[実施タスク]:
1) 本文のうち「子供のいない老夫婦は養子縁組をする。」から「鬼が島に突入した桃太郎は大戦果をあげる。」までを、両端を含めて原文どおりに出力すること。
2) 本文中の「で、『者ヨシヒコと導かれし七人」で始まる段落を、要点を保ったまま箇条書きに書き直すこと。
3) 桃太郎を論じた本文について、示されている最後の文の後に続く部分を書くこと。

[本文]:
お伽噺の「桃太郎」は「伝承」の集合体であって・・・何が正しいのかはよくわからない。

「物語」には様々な「効果」があるが・・・それぞれの立場によって好ましさは変わってくる。

桃は「どんぶらこどんぶらこ」と流れてくる。

おじいさんは山へ柴刈に行きおばあさんは川でせんたくをする。

桃を発見したおばあさんは・・・交番には届けず・・・ネコババをする。

桃を割ると桃太郎が誕生する。

子供のいない老夫婦は養子縁組をする。

桃太郎は・・・働き者に育ったり怠け者に育ったりする。

鬼が島の「鬼」が「悪さ」をするという「噂」がある。

異端者である桃太郎が「鬼退治」をすることになる。

おじいさんとおばあさんは「黍団子」を兵糧として与える。

出陣した桃太郎は・・・兵糧の分配により、犬、猿、雉と同盟する。

鬼が島に突入した桃太郎は大戦果をあげる。

鬼の収集していた「金銀財宝」を戦略品として持ち帰る。

おじいさんとおばあさんは投資が成功したことに喜ぶ。

親はいなくても子は育つという話である。

桃太郎が好戦的で侵略的で勝利者であることが好ましくないと感じる人も多い。

そういう人は消極的で、引き籠りで敗北者であるからである・・・おいおいおい。

で、『者ヨシヒコと導かれし七人・第8回』(テレビ東京201611260018~)脚本・演出・福田雄一を見た。恒例の前座コーナー・・・女盗賊クレア(片瀬那奈)が付き人(金子伸哉)に日傘を差させスタンバイしている。「私がこうして待っていたんだから金と食糧は置いて行きなさい」と言う。村の女ムラサキ(木南晴夏)を除く勇者ヨシヒコ(山田孝之)、戦士ダンジョー(宅麻伸)、魔法使いのメレブ(ムロツヨシ )は相手が美女と些少は認める姿勢を示す。夏の高校野球PR女子高生に選ばれたムラサキとしては水着キャンペーンガールの片瀬那奈には負けられないのである。

[提供データ]:
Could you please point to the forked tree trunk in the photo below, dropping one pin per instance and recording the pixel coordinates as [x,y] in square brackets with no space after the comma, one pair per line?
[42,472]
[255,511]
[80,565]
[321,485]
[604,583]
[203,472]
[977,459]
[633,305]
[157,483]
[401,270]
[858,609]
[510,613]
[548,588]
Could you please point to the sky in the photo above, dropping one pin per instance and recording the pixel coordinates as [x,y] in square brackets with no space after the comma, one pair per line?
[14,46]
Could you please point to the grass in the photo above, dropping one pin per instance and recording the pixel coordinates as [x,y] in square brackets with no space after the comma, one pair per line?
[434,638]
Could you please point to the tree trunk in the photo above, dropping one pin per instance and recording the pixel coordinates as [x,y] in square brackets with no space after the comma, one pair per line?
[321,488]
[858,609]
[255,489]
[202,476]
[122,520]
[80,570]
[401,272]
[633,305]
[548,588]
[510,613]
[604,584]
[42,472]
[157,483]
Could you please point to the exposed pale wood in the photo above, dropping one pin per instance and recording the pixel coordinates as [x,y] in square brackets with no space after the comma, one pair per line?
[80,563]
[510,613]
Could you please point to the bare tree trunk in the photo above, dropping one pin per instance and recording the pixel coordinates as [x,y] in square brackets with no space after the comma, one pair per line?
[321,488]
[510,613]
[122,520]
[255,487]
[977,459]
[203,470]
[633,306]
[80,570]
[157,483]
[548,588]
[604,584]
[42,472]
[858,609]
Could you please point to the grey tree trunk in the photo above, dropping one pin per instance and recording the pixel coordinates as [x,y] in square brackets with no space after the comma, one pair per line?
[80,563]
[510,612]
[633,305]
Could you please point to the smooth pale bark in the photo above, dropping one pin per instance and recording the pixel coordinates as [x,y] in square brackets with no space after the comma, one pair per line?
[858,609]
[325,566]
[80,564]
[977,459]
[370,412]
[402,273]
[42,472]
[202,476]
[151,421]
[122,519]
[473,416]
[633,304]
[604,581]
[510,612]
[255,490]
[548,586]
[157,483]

==

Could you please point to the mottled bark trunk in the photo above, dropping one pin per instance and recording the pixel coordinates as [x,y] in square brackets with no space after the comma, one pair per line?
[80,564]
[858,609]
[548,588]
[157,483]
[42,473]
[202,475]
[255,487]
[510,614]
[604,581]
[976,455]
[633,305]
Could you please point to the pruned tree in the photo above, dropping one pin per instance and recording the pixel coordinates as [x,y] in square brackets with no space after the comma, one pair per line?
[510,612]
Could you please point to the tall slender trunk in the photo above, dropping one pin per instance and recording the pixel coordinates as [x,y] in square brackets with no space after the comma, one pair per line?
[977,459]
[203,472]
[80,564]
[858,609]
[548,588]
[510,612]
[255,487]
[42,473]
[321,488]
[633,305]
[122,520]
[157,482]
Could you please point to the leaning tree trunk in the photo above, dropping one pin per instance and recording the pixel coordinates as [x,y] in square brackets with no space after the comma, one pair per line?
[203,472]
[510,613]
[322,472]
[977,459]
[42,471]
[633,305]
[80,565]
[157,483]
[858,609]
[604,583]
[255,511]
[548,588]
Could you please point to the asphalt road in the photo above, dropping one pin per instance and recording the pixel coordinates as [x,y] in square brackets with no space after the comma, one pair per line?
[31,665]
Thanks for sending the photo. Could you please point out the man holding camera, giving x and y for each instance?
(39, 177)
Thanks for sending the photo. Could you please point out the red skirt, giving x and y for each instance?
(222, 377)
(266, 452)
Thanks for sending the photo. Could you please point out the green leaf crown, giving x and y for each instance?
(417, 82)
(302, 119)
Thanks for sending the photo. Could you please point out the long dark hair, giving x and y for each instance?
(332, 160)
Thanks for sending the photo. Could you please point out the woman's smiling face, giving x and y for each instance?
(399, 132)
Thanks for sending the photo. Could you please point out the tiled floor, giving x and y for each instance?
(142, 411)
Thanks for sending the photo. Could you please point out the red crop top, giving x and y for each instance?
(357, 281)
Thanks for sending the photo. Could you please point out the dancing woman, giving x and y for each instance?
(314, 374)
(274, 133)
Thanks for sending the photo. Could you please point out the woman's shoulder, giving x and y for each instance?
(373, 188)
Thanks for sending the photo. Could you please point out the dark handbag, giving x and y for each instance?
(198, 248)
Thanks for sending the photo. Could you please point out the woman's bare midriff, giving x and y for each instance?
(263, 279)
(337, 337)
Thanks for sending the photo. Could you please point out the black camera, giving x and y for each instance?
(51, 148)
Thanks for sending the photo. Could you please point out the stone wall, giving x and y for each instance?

[回答一覧]:
1)
子供のいない老夫婦は養子縁組をする。

桃太郎は・・・働き者に育ったり怠け者に育ったりする。

鬼が島の「鬼」が「悪さ」をするという「噂」がある。

異端者である桃太郎が「鬼退治」をすることになる。

おじいさんとおばあさんは「黍団子」を兵糧として与える。

出陣した桃太郎は・・・兵糧の分配により、犬、猿、雉と同盟する。

鬼が島に突入した桃太郎は大戦果をあげる。

2)
- 『者ヨシヒコと導かれし七人・第8回』（テレビ東京、脚本・演出：福田雄一）を視聴した。
- 恒例の前座コーナーでは、女盗賊クレア（片瀬那奈）が付き人（金子伸哉）に日傘を差させて待ち構え、「金と食糧は置いて行きなさい」と要求する。
- 勇者ヨシヒコ（山田孝之）、戦士ダンジョー（宅麻伸）、魔法使いのメレブ（ムロツヨシ）は、相手が美女であることをいくらか認める姿勢を示す。村の女ムラサキ（木南晴夏）だけはその姿勢を示さない。
- 夏の高校野球PR女子高生に選ばれたムラサキは、水着キャンペーンガールの片瀬那奈には負けられない。

3)
「食糧は譲れないが・・・食事の後でちょちょっと」と交渉するダンジョー。

「米粒一粒たりとも渡さん」とムラサキ。

仕方なく大薙刀を取り出すクレアだった。

「女は斬りたくないが・・・」と戦闘モードに入るヨシヒコ。

「ちょっと待って・・・今、殺陣師の先生呼ぶから」

薙刀の先生(鎌倉太郎)がコーチングを開始するが・・・日傘が邪魔でふりかぶれない。

「今日は曇りだし・・・傘はいらないんじゃ」

「曇りの日の紫外線対策が重要なのよ」

「はあ・・・そうですか」

「やっぱ・・・あれね・・・私、ラブロマンスが専門だからこういう野蛮な感じなのはちょっとね」

「ウシジマくんで大久保千秋やってましたよね・・・変態仮面シリーズの色丞魔喜も」

「次は・・・しっかり台本読んでおきますから」

去っていくクレア。

「何も盗らずに行ったか・・・」

「クレアさんから・・・みたらし団子の差し入れいただきました」

「差し入れしてくれたよ!」

「女優ってこれだから・・・」

「そうだぞ・・・結婚したりすると大変だぞ」

賀来千香子と夫婦だった男(2012年離婚)のセリフである。

仏のお題発表コーナーである。

しかし・・・見慣れぬ仏(内田朝陽)が登場する。

ヨシヒコも裸眼で視認可能である。

「仏四号謹慎中のため・・・私が担当します・・魔王退治の勇者ヨシヒコさん御一考ですね」

「なんだか・・・事務的ね」

「いつもの仏より有能そうだ」

「え・・・今日で謹慎期間終了なの?・・・少々・・・お時間ください」

タプレットでデータを確認するエリート仏がフレームアウトすると・・・やつれた仏四号(佐藤二朗)が後光枠内に登場する。

「私・・・充分に反省しています・・・仏という職業についているものが不倫をするのは好ましくないということを理解しております」

「どんな職業でも不倫はダメだよなあ」

突然、天空の記者団が囲み取材を開始。

「サンズリバー大学を卒業したのは嘘だったんですか」

「私は・・・通信制で」

「下界指導コンサルタントの資格も取得していないんですよね」

「・・・学歴詐称もしていたのかよ」

「無資格仏なんですよね」

「いいじゃないか・・・無免許の仏で何が悪い」

「仏・・・いいから目的だけ教えてくれ」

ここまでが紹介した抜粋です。